# [What you need to do]
Restate word for word the lines from the one containing "of the hazy" through the end of the listing below, with both ends included.

# [Supplied material]
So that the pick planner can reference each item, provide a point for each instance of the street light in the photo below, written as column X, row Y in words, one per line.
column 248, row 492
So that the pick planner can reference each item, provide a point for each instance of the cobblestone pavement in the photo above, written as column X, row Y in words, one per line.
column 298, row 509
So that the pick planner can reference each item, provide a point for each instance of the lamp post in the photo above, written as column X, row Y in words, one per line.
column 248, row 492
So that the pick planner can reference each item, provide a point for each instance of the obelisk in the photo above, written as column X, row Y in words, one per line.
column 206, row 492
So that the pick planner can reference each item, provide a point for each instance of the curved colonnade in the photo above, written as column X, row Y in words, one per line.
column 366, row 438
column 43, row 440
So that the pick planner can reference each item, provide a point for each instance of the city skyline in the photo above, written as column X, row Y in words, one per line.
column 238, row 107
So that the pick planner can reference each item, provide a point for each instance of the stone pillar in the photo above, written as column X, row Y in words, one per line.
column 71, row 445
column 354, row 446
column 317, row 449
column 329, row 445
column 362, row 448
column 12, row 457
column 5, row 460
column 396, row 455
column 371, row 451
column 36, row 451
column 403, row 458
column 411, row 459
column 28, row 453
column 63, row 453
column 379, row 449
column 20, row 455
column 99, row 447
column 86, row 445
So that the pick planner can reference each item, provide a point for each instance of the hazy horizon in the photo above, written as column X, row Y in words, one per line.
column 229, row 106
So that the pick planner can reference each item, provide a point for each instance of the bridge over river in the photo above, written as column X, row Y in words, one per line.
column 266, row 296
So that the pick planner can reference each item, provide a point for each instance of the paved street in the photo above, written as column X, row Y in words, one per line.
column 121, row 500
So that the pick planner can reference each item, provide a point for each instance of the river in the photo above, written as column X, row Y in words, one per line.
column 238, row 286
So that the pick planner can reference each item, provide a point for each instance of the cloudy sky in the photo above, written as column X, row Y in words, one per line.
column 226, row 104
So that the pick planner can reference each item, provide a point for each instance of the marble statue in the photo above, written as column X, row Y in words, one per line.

# [Completed task]
So that the pick planner can reference each item, provide a point for each instance of the hazy horizon in the photo above, written as column X, row Y in words, one per line.
column 229, row 106
So that the pick planner can reference each item, provide a point for each instance of the bridge over river in the photo above, written as column X, row Y in words, one per line.
column 266, row 296
So that the pick planner can reference each item, provide a point for each instance of the paved street in the photo above, written as column X, row Y in words, one per line.
column 121, row 500
So that the pick planner can reference each item, provide a point for each instance of the river in the photo above, written as column X, row Y in words, one per line.
column 238, row 286
So that the pick planner can reference each item, provide a point for each instance of the cloudy sky in the photo above, written as column X, row Y in words, one per line.
column 226, row 104
So that the pick planner can reference each item, provide a point for each instance of the marble statue in the photo above, written as column X, row Y in words, one per line.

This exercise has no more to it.